Prompt
Under this line are the records; write out word for word the part that begins at the line containing "<point>141,286</point>" and ends at the line containing "<point>31,141</point>", and no more.

Collection entries
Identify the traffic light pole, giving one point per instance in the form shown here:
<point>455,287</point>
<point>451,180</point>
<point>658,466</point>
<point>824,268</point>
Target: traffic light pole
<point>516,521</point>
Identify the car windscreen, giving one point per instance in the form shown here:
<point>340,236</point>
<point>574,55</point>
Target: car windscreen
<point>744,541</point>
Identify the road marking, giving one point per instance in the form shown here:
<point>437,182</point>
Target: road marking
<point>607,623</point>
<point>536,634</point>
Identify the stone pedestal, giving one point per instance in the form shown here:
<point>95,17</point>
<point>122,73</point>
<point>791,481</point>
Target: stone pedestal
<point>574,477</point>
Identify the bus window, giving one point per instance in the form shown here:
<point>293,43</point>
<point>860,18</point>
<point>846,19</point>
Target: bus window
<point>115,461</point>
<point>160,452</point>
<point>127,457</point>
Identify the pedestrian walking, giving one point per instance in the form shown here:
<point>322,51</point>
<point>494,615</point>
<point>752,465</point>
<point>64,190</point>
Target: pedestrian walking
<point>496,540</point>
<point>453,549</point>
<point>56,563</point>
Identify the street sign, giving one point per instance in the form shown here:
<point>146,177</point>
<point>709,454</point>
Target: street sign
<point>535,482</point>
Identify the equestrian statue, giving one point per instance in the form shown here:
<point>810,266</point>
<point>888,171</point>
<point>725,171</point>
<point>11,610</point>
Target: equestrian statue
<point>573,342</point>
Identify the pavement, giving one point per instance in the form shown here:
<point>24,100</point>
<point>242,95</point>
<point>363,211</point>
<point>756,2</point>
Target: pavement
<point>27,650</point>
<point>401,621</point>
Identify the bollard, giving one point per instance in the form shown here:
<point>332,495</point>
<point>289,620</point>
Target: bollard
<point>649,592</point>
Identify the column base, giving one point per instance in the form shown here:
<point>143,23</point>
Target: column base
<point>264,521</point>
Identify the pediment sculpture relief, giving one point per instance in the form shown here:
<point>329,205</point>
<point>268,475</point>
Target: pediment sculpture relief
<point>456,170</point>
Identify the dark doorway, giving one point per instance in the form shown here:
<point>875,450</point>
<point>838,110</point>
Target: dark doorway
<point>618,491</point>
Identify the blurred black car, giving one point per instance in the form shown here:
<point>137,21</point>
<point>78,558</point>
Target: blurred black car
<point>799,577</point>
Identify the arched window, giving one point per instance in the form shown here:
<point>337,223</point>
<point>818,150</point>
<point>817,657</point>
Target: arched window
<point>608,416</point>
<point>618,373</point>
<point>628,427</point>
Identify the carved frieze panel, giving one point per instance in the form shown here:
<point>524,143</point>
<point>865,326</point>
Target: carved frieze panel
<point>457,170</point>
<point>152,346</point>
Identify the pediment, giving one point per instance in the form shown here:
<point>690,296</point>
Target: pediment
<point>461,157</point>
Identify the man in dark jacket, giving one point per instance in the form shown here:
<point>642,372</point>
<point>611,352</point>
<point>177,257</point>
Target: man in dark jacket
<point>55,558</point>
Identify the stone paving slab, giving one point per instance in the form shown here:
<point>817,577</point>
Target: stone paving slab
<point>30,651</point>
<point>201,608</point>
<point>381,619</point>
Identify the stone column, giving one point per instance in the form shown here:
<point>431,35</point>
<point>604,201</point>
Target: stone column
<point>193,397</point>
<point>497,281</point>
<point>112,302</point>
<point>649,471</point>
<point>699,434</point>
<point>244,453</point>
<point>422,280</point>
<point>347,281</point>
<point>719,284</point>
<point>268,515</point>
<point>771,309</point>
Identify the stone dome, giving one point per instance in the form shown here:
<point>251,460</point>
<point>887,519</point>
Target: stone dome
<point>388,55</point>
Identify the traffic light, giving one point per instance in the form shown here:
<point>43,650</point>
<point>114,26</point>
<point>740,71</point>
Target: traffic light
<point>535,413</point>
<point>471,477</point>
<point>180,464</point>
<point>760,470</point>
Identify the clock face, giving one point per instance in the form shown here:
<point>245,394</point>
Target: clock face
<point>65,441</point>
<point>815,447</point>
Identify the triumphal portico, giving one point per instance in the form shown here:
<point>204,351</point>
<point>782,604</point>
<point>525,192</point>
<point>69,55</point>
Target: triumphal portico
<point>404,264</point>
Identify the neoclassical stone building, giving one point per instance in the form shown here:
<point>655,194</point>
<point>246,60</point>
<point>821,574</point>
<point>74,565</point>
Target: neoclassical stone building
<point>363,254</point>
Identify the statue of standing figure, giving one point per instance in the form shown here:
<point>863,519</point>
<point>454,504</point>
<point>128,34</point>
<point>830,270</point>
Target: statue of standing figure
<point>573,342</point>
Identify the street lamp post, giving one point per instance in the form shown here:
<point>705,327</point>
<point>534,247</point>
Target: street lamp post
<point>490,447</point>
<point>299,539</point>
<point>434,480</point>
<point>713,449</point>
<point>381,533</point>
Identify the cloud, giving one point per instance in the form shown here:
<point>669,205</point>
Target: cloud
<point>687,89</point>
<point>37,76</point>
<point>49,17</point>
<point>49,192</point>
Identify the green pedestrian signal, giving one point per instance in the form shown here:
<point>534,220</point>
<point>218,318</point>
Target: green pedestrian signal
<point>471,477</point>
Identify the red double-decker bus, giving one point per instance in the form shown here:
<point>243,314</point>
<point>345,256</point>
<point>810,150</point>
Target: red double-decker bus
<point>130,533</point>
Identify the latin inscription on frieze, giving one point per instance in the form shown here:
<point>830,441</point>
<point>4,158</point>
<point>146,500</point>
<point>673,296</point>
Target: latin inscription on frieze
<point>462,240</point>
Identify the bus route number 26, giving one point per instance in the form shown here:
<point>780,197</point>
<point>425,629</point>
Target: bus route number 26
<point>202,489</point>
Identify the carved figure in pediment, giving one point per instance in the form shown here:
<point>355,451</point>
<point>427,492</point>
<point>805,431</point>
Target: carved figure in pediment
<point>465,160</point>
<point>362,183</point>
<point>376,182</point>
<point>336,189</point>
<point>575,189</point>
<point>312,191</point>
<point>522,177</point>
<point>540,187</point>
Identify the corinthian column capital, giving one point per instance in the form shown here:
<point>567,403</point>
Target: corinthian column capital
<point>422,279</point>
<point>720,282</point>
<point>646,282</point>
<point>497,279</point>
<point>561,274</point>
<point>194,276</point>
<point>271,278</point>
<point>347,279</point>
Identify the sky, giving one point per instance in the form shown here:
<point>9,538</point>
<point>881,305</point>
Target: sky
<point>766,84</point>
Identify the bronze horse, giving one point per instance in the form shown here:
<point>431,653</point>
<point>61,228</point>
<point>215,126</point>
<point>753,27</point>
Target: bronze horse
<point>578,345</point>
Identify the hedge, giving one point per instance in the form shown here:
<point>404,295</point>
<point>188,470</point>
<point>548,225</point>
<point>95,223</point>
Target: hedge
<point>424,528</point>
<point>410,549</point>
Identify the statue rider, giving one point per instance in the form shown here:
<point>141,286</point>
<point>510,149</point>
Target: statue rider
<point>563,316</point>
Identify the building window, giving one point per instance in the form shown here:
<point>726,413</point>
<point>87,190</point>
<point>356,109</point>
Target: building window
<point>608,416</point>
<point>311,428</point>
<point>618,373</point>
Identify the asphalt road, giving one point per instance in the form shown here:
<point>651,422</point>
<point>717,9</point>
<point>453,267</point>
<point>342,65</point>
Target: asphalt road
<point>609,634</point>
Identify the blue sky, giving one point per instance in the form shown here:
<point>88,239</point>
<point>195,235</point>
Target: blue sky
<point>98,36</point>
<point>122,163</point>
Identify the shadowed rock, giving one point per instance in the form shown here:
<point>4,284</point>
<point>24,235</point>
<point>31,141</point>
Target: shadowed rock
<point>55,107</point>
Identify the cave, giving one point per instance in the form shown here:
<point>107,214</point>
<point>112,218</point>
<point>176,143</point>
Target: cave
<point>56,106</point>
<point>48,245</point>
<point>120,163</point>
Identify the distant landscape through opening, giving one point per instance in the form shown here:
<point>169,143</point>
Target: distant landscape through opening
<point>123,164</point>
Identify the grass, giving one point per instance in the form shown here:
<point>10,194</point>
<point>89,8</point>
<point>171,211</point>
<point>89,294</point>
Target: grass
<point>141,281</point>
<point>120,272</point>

Written response
<point>141,286</point>
<point>510,149</point>
Target: statue rider
<point>563,316</point>
Identify the building window, giving one point per instance in the form shown here:
<point>726,413</point>
<point>87,190</point>
<point>356,109</point>
Target: building window
<point>608,416</point>
<point>311,428</point>
<point>618,373</point>
Identify the asphalt road, giving one point per instance in the form shown here:
<point>651,422</point>
<point>717,9</point>
<point>453,267</point>
<point>342,65</point>
Target: asphalt road
<point>609,634</point>
Identify the blue sky, giving one point per instance in the form shown here:
<point>88,239</point>
<point>195,235</point>
Target: blue sky
<point>98,36</point>
<point>122,163</point>
Identify the shadowed rock, giving one point per instance in the form shown here:
<point>4,284</point>
<point>24,235</point>
<point>31,141</point>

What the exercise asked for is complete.